DIRECTIONS: Copy the records below word for word, leaving out the pictures.

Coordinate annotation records
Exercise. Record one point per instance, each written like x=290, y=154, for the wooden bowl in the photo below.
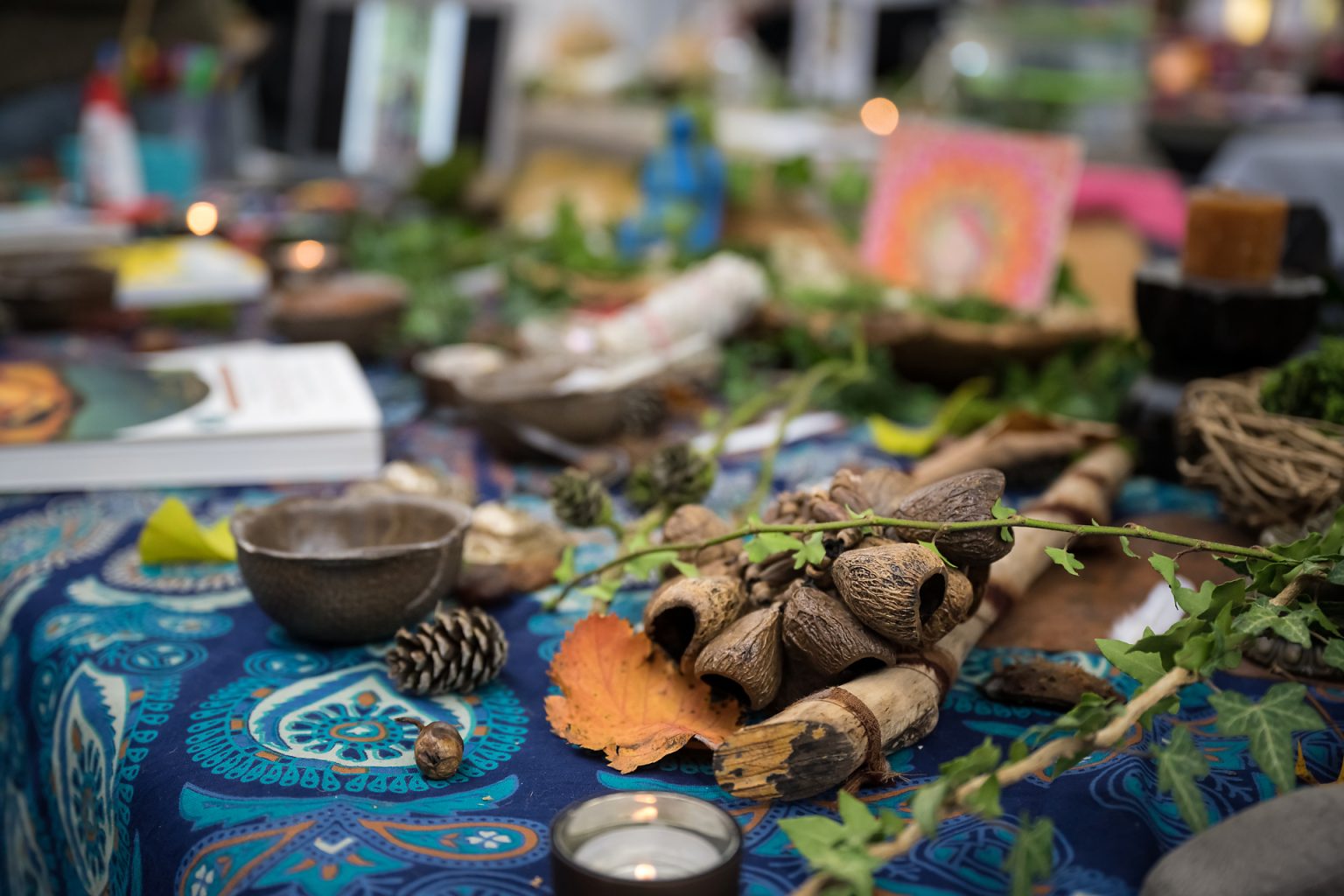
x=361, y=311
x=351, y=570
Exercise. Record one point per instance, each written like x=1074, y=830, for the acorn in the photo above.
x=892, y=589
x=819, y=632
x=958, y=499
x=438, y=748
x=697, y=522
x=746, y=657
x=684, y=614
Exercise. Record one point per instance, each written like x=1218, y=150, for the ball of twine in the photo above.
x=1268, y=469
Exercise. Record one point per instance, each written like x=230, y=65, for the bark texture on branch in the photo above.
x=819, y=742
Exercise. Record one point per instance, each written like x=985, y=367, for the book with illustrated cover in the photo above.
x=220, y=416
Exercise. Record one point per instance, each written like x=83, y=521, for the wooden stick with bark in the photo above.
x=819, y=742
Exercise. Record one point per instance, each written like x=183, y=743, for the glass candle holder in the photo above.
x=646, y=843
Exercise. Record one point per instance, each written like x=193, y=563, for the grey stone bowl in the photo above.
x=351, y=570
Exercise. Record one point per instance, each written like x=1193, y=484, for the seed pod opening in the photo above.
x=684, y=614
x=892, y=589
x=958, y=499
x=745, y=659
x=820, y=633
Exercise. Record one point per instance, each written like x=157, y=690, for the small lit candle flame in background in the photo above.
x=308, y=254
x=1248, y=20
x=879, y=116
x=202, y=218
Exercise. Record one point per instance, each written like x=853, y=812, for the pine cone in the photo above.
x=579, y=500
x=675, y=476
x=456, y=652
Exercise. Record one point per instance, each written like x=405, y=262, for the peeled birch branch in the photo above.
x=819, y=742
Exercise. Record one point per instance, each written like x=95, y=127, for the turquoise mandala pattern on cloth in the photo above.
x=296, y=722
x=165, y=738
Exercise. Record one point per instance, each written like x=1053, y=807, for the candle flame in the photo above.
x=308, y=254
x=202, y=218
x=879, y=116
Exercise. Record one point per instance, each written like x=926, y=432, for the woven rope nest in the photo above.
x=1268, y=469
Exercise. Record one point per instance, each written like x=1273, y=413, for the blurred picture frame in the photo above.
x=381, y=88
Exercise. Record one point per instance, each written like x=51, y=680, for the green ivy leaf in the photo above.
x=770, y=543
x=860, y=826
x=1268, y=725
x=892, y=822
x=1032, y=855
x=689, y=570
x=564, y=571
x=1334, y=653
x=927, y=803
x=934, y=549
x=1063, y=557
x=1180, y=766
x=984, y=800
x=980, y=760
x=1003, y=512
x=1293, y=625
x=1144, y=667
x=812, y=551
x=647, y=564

ANSWER TO THIS PROBLEM:
Exercise. Record one point per instance, each written like x=290, y=154, for the wooden bowl in the photo below.
x=361, y=311
x=351, y=570
Exercise. Record one point per instance, each written like x=1074, y=830, for the acorn in the photo above.
x=892, y=589
x=819, y=632
x=958, y=499
x=438, y=748
x=697, y=522
x=746, y=657
x=684, y=614
Exercise. Record one point per instance, each written like x=1218, y=150, for the ball of twine in the photo above.
x=1268, y=469
Exercise. Record one point per instance, each written like x=230, y=65, for the bark texture on branch in the photo above.
x=819, y=742
Exercise. Record one point per instance, each written like x=985, y=367, for the book with illustrated cover in the photo above.
x=220, y=416
Exercise. Record one point per instance, each written like x=83, y=521, for the wooden stick with bark in the photo above.
x=819, y=742
Exercise. Record one point per instance, each written like x=183, y=743, for the glass candle holder in the photo above.
x=646, y=843
Exercise. Record one point per instance, each written like x=193, y=563, for the grey stone bowl in the photo above.
x=351, y=570
Exercise. Record one point per instance, each written like x=1193, y=484, for the seed pod opening in the photo above.
x=684, y=614
x=892, y=589
x=958, y=499
x=745, y=659
x=820, y=633
Exercise. Record one point per instance, each written like x=157, y=690, for the small lit candle flame in background in the photo above.
x=308, y=254
x=1248, y=20
x=879, y=116
x=202, y=218
Exercise. Record one point per instance, each written like x=853, y=812, for the pine cone in the photo above.
x=579, y=500
x=675, y=476
x=456, y=652
Exercise. Record one point per instance, each written like x=405, y=262, for the peeled birch branch in the photo above.
x=819, y=742
Exercise. Record one point per instance, each written like x=95, y=127, for the turquoise mandala pattern on cloth in the photo above.
x=296, y=722
x=165, y=738
Exercise. Record one point per instance, each written like x=1053, y=807, for the candle flame in the photo above.
x=308, y=254
x=202, y=218
x=879, y=116
Exercise. Record one point per instance, each written like x=926, y=432, for the woven rope nest in the photo above.
x=1268, y=469
Exercise. Record one point per instance, each written like x=1273, y=413, for the blurred picture frame in the photo above.
x=381, y=88
Exercise. Record one point per instance, each written like x=51, y=680, for the green ivy leaf in the photo above.
x=770, y=543
x=860, y=826
x=1268, y=725
x=892, y=822
x=1032, y=855
x=689, y=570
x=564, y=571
x=1334, y=653
x=927, y=803
x=934, y=549
x=1063, y=557
x=1180, y=766
x=984, y=800
x=980, y=760
x=1003, y=512
x=1293, y=625
x=1144, y=667
x=812, y=551
x=647, y=564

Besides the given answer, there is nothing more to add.